Desde el punto de vista estadounidense, el TPP fue considerado una especie de sucesor de la iniciativa de Área de Libre Comercio de las Américas (ALCA), que había sido descartada tras la IV Cumbre de las Américas, realizada en Argentina en 2005, debido a las desventajas que conllevaba para los países sudamericanos, en especial para los integrantes del Mercado Común del Sur (Mercosur).

La primera versión del TTP fue finalmente rechazada por el gobierno de Donald Trump, quien en 2017 ordenó el retiro de los Estados Unidos del acuerdo, por considerarlo “perjudicial para los trabajadores norteamericanos”. Desde ahí en adelante se adoptó el nombre de “Tratado Integral y Progresista Transpacífico”, la cual ya componen formalmente países: Australia, Canadá, Japón, Malasia, México, Nueva Zelanda, Perú, Singapur y Vietnam. De los países originalmente ya incluidos los únicos que aún no lo firman son Brunei y Chile. Esta segunda versión es la que acaba de aprobar el Senado de nuestro país, con 27 votos a favor (derecha y ex partidos de la Nueva Mayoría), 10 en contra (Partido Comunista, Frente Amplio y Federación Regionalista Verde y algunos de la Democracia Cristiana).

Chile ya tiene acuerdos comerciales con todos los países integrantes del TPP-11. Y es discutible si estos han significado prosperidad general para nuestro país o más bien el crecimiento de la desigualdad ya estructural de nuestra sociedad. Entonces, ¿para qué es realmente este tratado? Desde el mundo político y empresarial se esgrime como argumento principal que este acuerdo va a garantizar el bienestar de los ciudadanos, impulsando el crecimiento económico. En tiempos de turbulencia política y económica internacional, se promueve al TTP-11 como una especie de bote salvavidas para nuestro país. Incluso se dice que este tratado ya no es exactamente el mismo de 2017 y que la salida de los Estados Unidos significó cambios que nos favorecen. Ciertamente el tema de la Propiedad Intelectual se flexibilizó. Pero, ¿finalmente quién gana y quien pierde realmente con su implementación?

Los acuerdos de libre comercio son la mayor expresión del deseo de globalizar el capitalismo y su ratificación por parte de Chile a partir del fin de la dictadura marca un rumbo, en el sentido no solo económico y de comercio internacional, sino también desde un punto de vista ideológico. Bajo la idea de “integrarnos al mundo”, se nos integró también a un esquema de mundo post Guerra Fría. Uno en donde el poder de las multinacionales no debe tener límites y el desarrollo de los países como el nuestro se apoya en la inversión extranjera y las concesiones. Y ese orden necesita ser asegurado frente a cualquier cambio impulsado desde la sociedad y que pueda constituirse en una amenaza.

(Elementos de una colección de etiquetado)
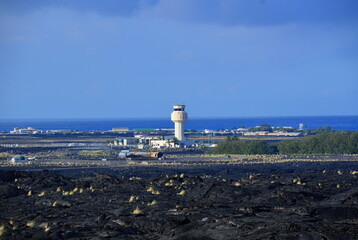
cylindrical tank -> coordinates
[171,105,188,141]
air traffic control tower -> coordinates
[171,105,188,141]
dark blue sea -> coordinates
[0,116,358,131]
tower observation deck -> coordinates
[171,105,188,141]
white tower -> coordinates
[171,105,188,141]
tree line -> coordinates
[210,131,358,154]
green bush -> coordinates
[278,132,358,154]
[210,138,277,154]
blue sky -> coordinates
[0,0,358,119]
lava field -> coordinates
[0,169,358,240]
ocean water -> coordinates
[0,116,358,131]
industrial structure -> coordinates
[171,105,188,141]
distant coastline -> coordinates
[0,116,358,131]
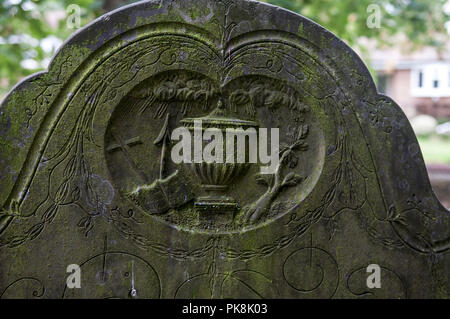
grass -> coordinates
[417,135,450,164]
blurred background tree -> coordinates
[0,0,449,97]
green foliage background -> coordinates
[0,0,449,97]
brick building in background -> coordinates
[370,43,450,119]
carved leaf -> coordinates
[282,172,303,186]
[153,114,170,145]
[255,174,273,186]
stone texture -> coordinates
[0,0,450,298]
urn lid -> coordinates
[180,99,259,129]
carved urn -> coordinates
[181,100,259,220]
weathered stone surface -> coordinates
[0,0,450,298]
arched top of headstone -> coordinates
[0,0,450,300]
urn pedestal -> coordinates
[181,102,258,224]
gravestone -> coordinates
[0,0,450,298]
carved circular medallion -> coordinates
[105,71,324,233]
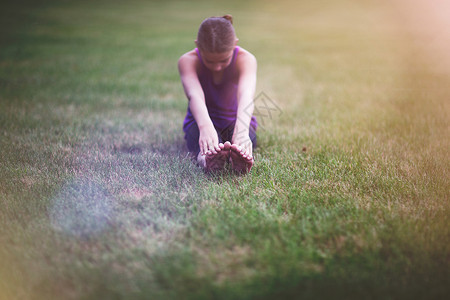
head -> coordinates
[195,15,238,71]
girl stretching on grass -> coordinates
[178,15,257,173]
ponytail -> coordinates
[197,15,236,53]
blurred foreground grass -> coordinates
[0,1,450,299]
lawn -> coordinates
[0,0,450,300]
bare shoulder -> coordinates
[236,48,257,70]
[178,50,198,71]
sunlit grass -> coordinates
[0,1,450,299]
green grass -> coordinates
[0,0,450,299]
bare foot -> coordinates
[198,142,231,172]
[230,144,254,173]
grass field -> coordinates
[0,0,450,300]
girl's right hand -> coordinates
[198,126,220,155]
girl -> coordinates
[178,15,257,173]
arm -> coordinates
[178,53,219,154]
[232,52,257,156]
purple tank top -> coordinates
[183,46,257,132]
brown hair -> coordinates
[197,15,236,53]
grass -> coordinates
[0,0,450,299]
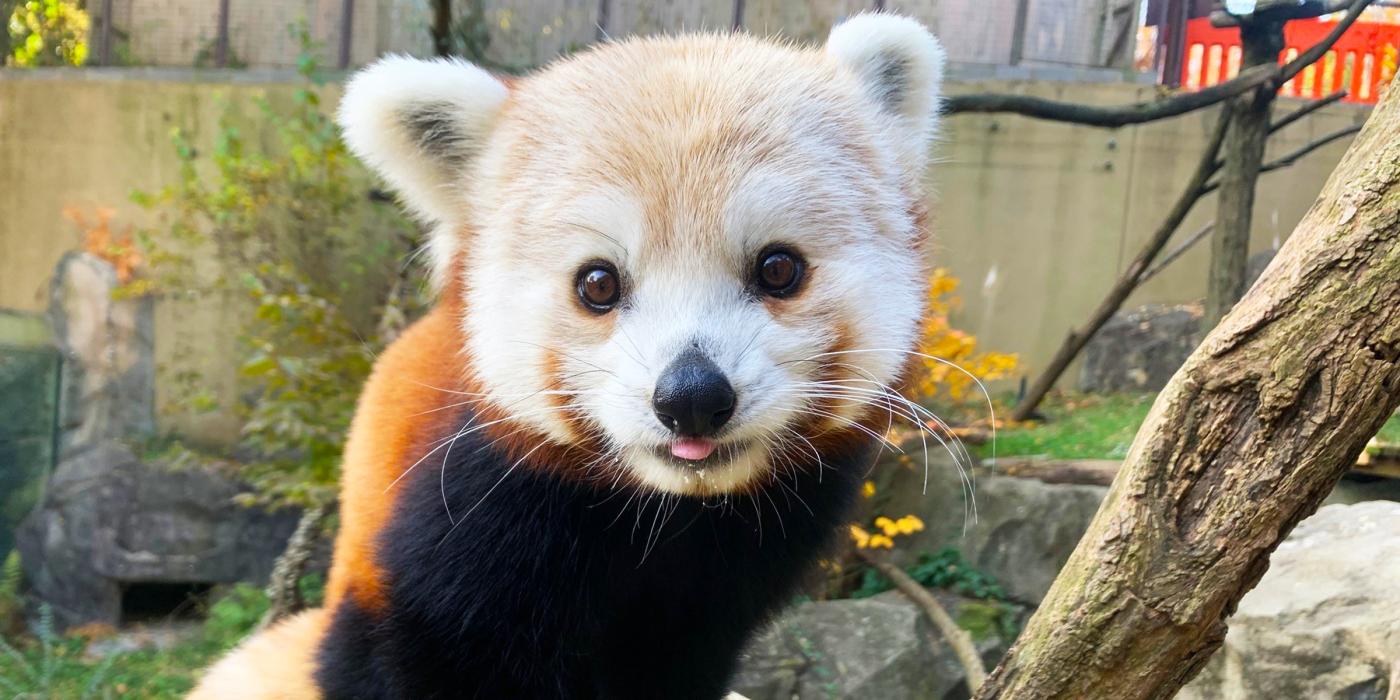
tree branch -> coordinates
[942,0,1372,129]
[855,549,987,693]
[1138,221,1215,287]
[944,66,1280,127]
[1011,109,1231,421]
[976,71,1400,700]
[1268,90,1347,133]
[1274,0,1371,84]
[1201,125,1362,195]
[258,503,335,630]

Acciones a realizar:
[1] Enumera las agrupaciones políticas que el fragmento sobre el TPP señala entre los votos en contra en el Senado.
[2] Vuelve a escribir, sin cambios, las líneas de las entradas. Empieza por la línea que contiene "head -> coordinates" y sigue hasta la línea que contiene "[183,46,257,132]", ambas incluidas.

Respuestas por tarea:
[1] Partido Comunista, Frente Amplio, Federación Regionalista Verde y algunos de la Democracia Cristiana.

[2]
head -> coordinates
[195,15,238,71]
girl stretching on grass -> coordinates
[178,15,257,173]
ponytail -> coordinates
[197,15,236,53]
blurred foreground grass -> coordinates
[0,1,450,299]
lawn -> coordinates
[0,0,450,300]
bare shoulder -> coordinates
[236,48,257,70]
[178,50,198,71]
sunlit grass -> coordinates
[0,1,450,299]
green grass -> coordinates
[0,0,450,299]
bare foot -> coordinates
[198,142,231,172]
[230,144,254,173]
grass field -> coordinates
[0,0,450,300]
girl's right hand -> coordinates
[198,126,220,155]
girl -> coordinates
[178,15,257,173]
arm -> coordinates
[178,53,219,154]
[232,52,257,156]
purple tank top -> coordinates
[183,46,257,132]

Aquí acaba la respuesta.